**Directions for this task**
Copy the listing below word for word, starting with the line that contains "task | put a dot on every instance of the distant" and going on through the end of the listing.

**Supplied entries**
• • • • • • •

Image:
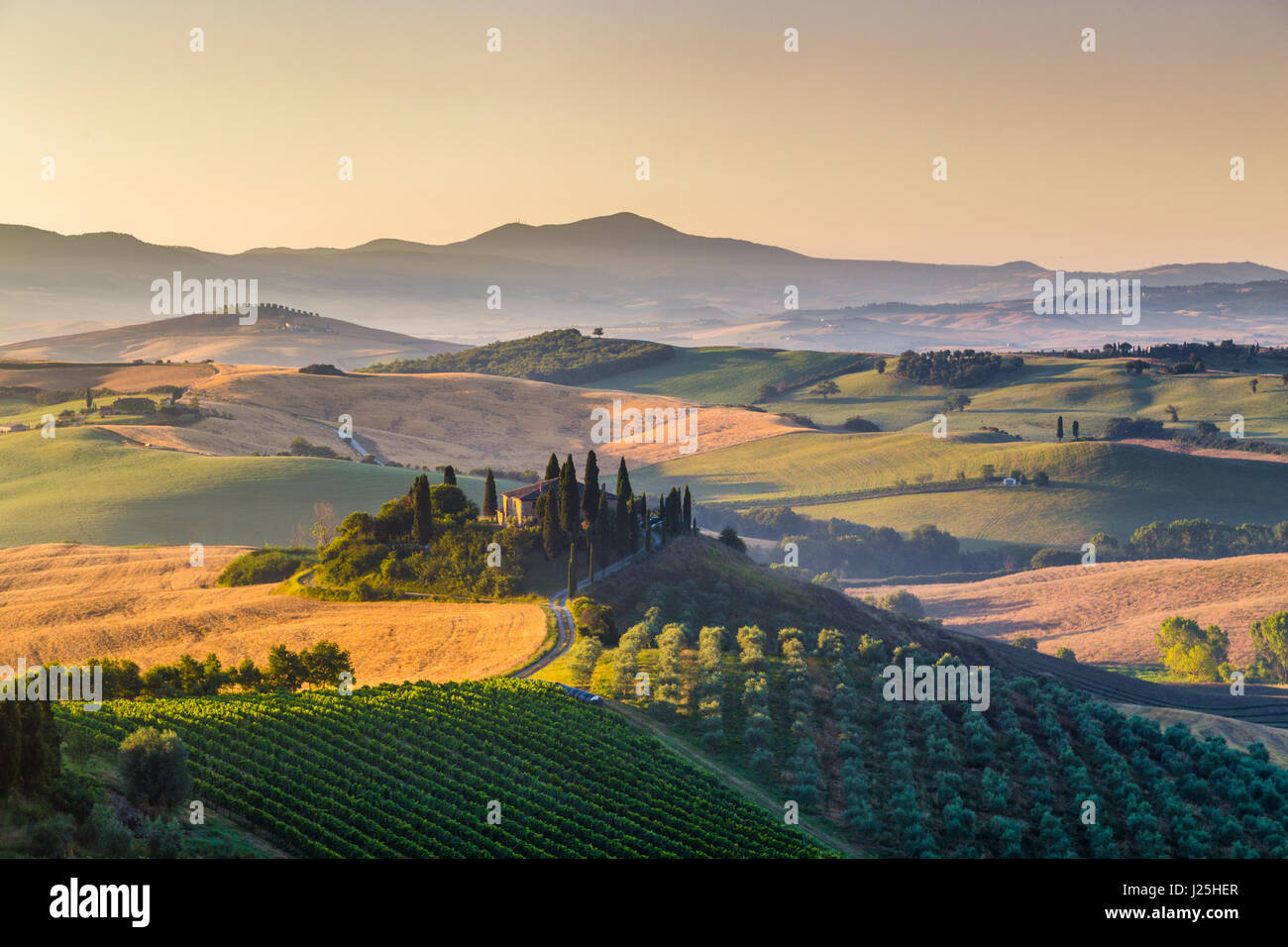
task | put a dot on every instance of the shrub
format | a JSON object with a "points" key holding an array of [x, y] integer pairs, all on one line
{"points": [[861, 424], [106, 835], [52, 838], [1044, 558], [155, 767], [261, 566], [163, 838], [729, 536], [901, 602]]}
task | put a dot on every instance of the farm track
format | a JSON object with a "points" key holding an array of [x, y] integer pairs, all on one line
{"points": [[1260, 703], [745, 788]]}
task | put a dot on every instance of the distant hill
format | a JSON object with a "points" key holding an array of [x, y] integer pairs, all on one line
{"points": [[563, 356], [621, 270], [278, 338], [1111, 612]]}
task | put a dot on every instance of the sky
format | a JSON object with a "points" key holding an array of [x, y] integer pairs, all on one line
{"points": [[1108, 159]]}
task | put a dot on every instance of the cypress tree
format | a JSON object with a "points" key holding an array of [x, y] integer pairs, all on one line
{"points": [[489, 504], [11, 745], [622, 530], [572, 571], [423, 512], [632, 530], [39, 758], [644, 523], [570, 512], [603, 530], [590, 495], [548, 505]]}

• • • • • • •

**The completed task**
task | put a dot on every instance of the distant hill
format | a JSON object with a "points" key holding an array of [x, y] integer pairs, all on one line
{"points": [[563, 356], [621, 270], [278, 338], [1111, 612]]}
task | put a dot on every instance of the sky
format | a JSON object with a "points" key holding an array of [x, y] integer pairs, all on one line
{"points": [[1108, 159]]}
task | put a dot on every instance of the cypress tree
format | a JSON object with a "points" key holding an array of [x, y] integer pairs, all on one line
{"points": [[489, 504], [11, 745], [622, 530], [572, 571], [423, 512], [632, 530], [39, 758], [644, 523], [570, 512], [603, 530], [590, 495], [548, 505]]}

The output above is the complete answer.